From the rows below, pull out each line containing the word "wedding". The match is case-sensitive.
-- BEGIN Data entries --
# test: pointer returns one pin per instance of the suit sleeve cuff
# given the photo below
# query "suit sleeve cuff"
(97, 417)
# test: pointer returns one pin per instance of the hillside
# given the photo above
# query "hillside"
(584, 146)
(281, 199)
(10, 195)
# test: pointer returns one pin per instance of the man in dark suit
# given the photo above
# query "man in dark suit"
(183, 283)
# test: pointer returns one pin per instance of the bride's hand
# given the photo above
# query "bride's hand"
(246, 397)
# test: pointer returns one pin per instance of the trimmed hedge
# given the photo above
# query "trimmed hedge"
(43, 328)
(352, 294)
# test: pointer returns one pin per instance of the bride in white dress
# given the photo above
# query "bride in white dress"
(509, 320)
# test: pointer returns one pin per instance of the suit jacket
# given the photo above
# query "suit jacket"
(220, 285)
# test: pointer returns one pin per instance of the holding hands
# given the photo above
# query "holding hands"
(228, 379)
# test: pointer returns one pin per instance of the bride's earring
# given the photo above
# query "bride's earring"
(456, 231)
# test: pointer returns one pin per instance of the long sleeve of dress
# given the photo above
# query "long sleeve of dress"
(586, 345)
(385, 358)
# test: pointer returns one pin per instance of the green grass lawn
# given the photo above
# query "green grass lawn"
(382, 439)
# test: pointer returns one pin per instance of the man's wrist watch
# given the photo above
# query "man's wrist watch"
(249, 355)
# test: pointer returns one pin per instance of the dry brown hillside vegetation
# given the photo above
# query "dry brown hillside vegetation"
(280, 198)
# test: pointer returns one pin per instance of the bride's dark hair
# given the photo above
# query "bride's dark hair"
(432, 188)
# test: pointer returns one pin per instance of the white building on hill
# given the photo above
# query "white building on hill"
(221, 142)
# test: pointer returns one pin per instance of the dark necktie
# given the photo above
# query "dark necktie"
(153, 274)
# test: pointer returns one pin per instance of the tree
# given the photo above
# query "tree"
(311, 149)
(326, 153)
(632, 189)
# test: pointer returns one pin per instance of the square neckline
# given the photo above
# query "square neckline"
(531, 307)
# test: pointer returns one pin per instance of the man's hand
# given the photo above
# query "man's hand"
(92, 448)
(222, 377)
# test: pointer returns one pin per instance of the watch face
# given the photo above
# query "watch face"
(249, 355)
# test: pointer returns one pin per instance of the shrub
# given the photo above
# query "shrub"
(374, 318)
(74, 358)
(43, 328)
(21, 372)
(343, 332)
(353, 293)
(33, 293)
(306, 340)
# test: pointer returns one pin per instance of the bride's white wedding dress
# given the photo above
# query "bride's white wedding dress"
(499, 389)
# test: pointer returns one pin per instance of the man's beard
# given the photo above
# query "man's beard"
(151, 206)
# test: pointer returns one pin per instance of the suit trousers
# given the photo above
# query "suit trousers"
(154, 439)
-- END Data entries --
-- BEGIN Data entries --
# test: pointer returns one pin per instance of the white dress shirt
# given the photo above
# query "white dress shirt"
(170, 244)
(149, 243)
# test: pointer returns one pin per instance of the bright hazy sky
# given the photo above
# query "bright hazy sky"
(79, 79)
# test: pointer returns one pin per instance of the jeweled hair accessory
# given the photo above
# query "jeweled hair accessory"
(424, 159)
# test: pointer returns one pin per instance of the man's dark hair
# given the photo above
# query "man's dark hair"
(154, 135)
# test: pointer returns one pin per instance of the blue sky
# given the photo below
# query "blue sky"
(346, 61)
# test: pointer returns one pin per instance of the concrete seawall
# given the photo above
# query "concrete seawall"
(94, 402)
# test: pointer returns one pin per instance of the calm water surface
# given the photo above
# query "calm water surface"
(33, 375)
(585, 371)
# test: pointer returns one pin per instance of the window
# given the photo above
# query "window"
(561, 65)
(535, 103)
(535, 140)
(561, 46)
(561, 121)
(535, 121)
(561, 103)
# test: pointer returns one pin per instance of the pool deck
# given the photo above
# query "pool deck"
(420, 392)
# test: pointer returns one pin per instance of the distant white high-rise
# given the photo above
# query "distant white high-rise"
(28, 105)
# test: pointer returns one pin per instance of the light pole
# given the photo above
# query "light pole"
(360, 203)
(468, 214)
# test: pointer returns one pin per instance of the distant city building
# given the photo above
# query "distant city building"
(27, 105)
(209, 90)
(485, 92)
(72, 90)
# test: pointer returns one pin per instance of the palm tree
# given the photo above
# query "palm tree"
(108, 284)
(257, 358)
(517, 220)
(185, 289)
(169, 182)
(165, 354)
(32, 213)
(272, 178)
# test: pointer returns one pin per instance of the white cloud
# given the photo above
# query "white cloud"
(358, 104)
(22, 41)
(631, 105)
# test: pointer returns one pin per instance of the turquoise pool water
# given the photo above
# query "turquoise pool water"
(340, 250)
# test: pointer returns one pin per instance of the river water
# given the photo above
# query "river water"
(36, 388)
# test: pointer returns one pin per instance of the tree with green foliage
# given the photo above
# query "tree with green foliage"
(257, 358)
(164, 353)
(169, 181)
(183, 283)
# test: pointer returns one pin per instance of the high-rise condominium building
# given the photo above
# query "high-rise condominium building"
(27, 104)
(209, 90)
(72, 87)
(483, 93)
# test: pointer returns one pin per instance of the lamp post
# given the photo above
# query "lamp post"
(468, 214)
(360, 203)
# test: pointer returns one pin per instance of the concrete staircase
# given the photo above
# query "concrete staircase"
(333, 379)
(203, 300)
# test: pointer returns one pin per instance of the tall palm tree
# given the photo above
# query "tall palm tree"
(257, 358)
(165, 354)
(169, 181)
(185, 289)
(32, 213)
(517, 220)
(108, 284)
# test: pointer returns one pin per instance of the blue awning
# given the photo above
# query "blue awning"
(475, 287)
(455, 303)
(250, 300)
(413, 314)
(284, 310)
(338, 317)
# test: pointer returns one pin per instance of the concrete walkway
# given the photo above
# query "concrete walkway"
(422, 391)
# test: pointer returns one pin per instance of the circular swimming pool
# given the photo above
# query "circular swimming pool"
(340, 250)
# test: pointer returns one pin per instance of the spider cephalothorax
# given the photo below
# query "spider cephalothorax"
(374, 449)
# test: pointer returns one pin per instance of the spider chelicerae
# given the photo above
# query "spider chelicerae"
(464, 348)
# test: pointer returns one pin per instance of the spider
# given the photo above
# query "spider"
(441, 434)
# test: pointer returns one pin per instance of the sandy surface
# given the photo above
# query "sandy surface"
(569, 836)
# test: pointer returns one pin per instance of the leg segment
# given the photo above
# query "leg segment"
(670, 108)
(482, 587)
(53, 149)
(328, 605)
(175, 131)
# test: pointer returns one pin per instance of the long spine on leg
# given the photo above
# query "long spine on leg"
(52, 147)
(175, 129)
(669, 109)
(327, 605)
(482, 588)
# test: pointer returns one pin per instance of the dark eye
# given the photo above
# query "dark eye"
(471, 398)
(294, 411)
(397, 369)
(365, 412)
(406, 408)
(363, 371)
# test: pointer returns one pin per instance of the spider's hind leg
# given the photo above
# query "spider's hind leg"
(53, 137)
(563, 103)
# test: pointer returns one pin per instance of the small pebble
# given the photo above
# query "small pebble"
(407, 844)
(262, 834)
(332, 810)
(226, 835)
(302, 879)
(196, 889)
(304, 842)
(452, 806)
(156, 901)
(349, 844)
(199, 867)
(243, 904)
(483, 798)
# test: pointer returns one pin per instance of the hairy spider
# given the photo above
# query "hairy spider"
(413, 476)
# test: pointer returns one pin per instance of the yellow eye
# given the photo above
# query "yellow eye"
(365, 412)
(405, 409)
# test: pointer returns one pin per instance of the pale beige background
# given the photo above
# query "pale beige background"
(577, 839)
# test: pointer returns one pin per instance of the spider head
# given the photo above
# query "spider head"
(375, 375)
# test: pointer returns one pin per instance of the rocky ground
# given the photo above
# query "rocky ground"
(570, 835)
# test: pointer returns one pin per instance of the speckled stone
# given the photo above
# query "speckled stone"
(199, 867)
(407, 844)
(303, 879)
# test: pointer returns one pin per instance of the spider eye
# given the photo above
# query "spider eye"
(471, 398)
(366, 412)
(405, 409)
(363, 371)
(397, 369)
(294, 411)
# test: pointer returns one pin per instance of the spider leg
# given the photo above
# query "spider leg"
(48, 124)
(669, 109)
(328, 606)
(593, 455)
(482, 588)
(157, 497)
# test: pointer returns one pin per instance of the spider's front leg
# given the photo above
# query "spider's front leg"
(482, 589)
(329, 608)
-- END Data entries --
* Response:
# test: pointer returns one pin per instance of the bride's white wedding dress
# query "bride's white wedding dress"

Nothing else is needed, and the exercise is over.